LJF: I have an aunt in Utah, who's not Mormon and who I knew accepted me for being gay. So I lived with her and finished school for a while before moving to L.A.
Being in Utah was a little crazy — the Mormon culture is so bizarre there. There's a park in Salt Lake City where, if someone had their car pulled in forward or backward, it signaled different [sexual] things. All of these Mormon guys are married men with families and kids. It was such a weird thing to me.
SA: What was "weird" to you, the hook-up culture in Utah?
LJF: [Yeah.] It's just seemed dangerous to me. HIV is present everywhere in the world, and their wives aren't asking to be involved in this. It's not fair to these women. They're subscribing to a religion where a man holds all the power, but it's still not fair. I think that's abuse.
SA: What do the wives have to say about their husband's activities?

=== Tasks to carry out ===
(1) List every place named in the interview about living in Utah.
(2) Pick up the interview about living in Utah after its final question and write the next reply.

=== Source data ===
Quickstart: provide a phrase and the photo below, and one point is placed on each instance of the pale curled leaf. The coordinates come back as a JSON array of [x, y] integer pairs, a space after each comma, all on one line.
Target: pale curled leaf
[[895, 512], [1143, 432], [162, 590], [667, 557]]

=== Answers to the exercise ===
(1) Utah, Salt Lake City, L.A.

(2)
LJF: They don't know, or they just don't care ... They want the white-picket-fence scenario, and they don't care what goes on behind the scenes, as long as they appear good.
I feel like a lot of people who stay in Utah have attachments to their family or just feel safer in Mormon culture because that's what they grew up in. The people who don't have those attachments leave, so you're left with an oddball box — a lot of loose ends.
I don't want to diss those people, but if they have reasons to be attached to the culture, they probably have some issues with being gay.
SA: What kind of relationships do you think these closeted gay Mormon men tend to have?
LJF: Men are raised to believe they're going to have multiple wives and that monogamy is not really a forever thought. I think that does something to Mormon men. There's an entitlement to multiple sexual partners. It's actually very much part of their upbringing. Monogamy isn't really hardwired into your brain. To find gay men that are a monogamous couple is very rare.
In L.A., there were Mormon guys who would come and just go crazy. The floodgates opened, and they forever lived in a cycle of overindulgence and abstinence.
SA: Since leaving Los Angeles and establishing yourself in New York, how would you say your own relationship with your family changed?
LJF: When I moved to L.A., my dad had taken a job there, so my parents split time between Alaska and L.A. I saw them more and definitely rekindled my relationship with my mom.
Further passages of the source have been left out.